It happens every year - your horse is rubbing out her lovely tail or is covered with hives when the trees in your yard bloom. What can you do? Herbs can help our horses cope with the challenges of seasonal skin allergies.
Seasonal skin allergies can be among the most frustrating and difficult problems encountered by horses and owners alike. One of the most difficult aspects of treating skin allergies is determining what is actually is stimulating the reaction. It can be almost anything - insect bites, foods, supplements, plants, pollution or chemicals are all possible culprits. Ideally, if we can identify the offending substance and remove it, or move the horse, this is a good first step in a management plan followed by building immunity and reducing the allergic inflammatory response.,
The following herbs are a few options to support your horse through a difficult allergy season:
Spirulina is a variety of blue-green algae grown in fresh water. Spirulina is high in vitamins, minerals, protein, amino acids and omega 3 and 6 oils. Nutrient rich Spirulina was utilized as a food by the Aztecs in pre-colonial Mexico. Considered by many as a “whole food,” Spirulina is a powerful immuno-stimulant and anti-inflammatory with strong anti-allergy effects. It is ideal nutritional support for horses prone to allergic skin reactions. It enables the body to be less reactive to allergens and external irritants. One-half to one tablespoon daily is the recommended amount.
Huo ma ren (Fructus cannabis) is Chinese hemp seed. Chinese hemp seed is rich in oil, promoting hair growth while nourishing the skin. Huo ma ren is high in omega 3 and 6 oils, is anti-inflammatory and helps reduce itching. I recommend using a mix of fresh ground flax seed and/or wheat germ in addition to Huo ma ren. One-fourth to one-half cup of this mixture per day is ideal for supporting hair, hoof and skin.
Da qing ye (Folium isatidis) means "big green leaf" in Chinese. We know the big green leaves of Da qing ye as indigo. Over the centuries, indigo was highly prized a dye in Asia and Europe. From the TCM perspective, Da qing ye is a bitter and cold herb. As such, it clears heat (inflammation) and eliminates toxins (allergens). It is antimicrobial and anti -inflammatory. Da ging ye, like the supplement MSM, contains natural sulfur. Sulfur has a long history of use in skin remedies dating back to biblical times. Sulfur is often prescribed homeopathically for skin conditions as well.
Applied topically, a solution of strong Da ging ye tea mixed with a few drops of tea tree oil is very effective in the treatment of fungal skin infections, fly bite allergies, weepy hives and scratches.
Note of caution: Da ging ye should be used internally with caution. Horses with sulfur allergies or sulfonamide antibiotic sensitivities or deficient individuals prone to diarrhea or with weak digestive systems should avoid internal use completely.
I also recommend eliminating sweet and heat producing foods from the buckets of horses suffering from skin allergies. From the traditional Chinese medicine perspective, feeds containing molasses, sugar or corn create a condition of internal dampness and heat which aggravate itchy, inflamed skin.

▸ **Records drawn from a dataset**
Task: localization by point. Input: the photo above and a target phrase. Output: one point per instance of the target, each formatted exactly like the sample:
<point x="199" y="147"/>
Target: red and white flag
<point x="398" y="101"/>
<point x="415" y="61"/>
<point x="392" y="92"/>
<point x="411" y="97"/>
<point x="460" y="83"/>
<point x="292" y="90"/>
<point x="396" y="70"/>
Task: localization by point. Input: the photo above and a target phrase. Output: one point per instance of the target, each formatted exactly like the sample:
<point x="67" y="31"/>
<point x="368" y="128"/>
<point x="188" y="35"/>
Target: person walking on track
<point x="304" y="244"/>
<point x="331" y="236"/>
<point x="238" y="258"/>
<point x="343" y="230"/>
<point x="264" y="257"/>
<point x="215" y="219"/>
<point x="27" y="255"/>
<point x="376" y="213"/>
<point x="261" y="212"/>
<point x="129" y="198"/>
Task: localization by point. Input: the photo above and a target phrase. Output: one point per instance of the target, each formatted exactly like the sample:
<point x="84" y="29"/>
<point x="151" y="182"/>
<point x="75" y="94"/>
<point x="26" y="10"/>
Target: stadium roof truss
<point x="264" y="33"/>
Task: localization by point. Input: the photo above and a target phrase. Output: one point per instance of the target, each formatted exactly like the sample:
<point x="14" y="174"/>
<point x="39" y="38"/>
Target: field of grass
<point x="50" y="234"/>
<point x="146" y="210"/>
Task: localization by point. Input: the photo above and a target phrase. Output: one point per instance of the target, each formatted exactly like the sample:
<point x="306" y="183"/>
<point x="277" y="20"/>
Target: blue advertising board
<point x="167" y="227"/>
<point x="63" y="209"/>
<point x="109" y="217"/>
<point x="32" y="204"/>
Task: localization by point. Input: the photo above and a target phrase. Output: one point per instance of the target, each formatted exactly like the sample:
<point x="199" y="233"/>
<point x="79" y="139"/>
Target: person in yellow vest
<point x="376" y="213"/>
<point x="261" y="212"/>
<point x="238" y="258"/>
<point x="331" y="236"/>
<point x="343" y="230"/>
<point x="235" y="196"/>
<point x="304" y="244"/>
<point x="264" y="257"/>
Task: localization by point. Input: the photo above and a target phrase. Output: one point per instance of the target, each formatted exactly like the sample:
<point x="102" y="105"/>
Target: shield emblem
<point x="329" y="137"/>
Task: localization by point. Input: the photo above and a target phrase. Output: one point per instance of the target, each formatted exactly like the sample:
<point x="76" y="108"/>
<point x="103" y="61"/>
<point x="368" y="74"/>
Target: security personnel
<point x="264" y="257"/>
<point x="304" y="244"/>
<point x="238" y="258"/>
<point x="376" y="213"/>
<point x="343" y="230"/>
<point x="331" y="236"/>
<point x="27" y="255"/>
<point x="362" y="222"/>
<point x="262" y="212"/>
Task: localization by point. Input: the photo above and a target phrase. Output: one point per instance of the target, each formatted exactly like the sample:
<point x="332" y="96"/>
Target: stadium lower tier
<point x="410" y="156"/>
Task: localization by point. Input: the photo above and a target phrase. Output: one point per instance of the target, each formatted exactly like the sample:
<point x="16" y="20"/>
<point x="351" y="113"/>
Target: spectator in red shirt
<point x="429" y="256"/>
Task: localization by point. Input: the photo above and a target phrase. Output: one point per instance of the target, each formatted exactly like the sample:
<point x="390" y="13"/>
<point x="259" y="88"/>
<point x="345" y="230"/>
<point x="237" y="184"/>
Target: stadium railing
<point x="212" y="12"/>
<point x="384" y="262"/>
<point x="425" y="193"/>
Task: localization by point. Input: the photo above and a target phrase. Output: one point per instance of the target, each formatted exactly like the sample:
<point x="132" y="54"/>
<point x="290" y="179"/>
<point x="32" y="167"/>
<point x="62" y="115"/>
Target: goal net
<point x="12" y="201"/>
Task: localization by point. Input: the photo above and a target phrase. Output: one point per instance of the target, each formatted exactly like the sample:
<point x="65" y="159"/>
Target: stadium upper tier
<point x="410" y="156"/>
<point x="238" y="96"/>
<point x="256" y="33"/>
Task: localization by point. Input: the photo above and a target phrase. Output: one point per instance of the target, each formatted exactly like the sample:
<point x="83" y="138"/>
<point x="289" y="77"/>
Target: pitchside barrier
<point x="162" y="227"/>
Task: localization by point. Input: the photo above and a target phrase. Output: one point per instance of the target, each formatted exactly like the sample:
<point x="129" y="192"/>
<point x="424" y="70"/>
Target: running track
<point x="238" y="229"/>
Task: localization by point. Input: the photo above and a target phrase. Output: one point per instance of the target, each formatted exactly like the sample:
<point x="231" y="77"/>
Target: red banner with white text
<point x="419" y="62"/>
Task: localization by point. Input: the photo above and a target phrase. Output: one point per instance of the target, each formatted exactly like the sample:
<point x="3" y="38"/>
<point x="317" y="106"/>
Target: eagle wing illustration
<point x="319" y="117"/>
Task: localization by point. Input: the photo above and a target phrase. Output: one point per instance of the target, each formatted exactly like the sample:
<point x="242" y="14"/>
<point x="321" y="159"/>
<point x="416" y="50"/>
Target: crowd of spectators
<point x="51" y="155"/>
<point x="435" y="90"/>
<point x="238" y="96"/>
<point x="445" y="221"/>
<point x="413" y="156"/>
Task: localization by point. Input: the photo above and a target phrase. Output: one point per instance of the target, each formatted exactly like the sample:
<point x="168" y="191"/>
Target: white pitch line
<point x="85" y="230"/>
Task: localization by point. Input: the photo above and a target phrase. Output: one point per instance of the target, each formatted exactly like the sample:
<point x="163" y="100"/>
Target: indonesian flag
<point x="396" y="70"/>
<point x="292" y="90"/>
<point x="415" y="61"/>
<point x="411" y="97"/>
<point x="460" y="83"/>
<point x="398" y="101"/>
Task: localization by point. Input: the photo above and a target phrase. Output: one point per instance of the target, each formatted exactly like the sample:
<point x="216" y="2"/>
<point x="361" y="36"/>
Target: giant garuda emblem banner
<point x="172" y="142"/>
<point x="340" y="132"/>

▸ **ABOUT THIS TASK**
For each statement below, say whether it agrees with the text on herbs for horses' seasonal skin allergies. Answer yes or no and quote the deciding words of the text. (a) Spirulina is grown in salt water. (b) The hemp seed mixture is recommended at one-fourth to one-half cup per day. (c) Horses with weak digestive systems should avoid internal use of the indigo herb completely.

▸ **RESULT FOR THIS EXERCISE**
(a) No: "Spirulina is a variety of blue-green algae grown in fresh water."
(b) Yes: "One-fourth to one-half cup of this mixture per day is ideal for supporting hair, hoof and skin."
(c) Yes: "deficient individuals prone to diarrhea or with weak digestive systems should avoid internal use completely."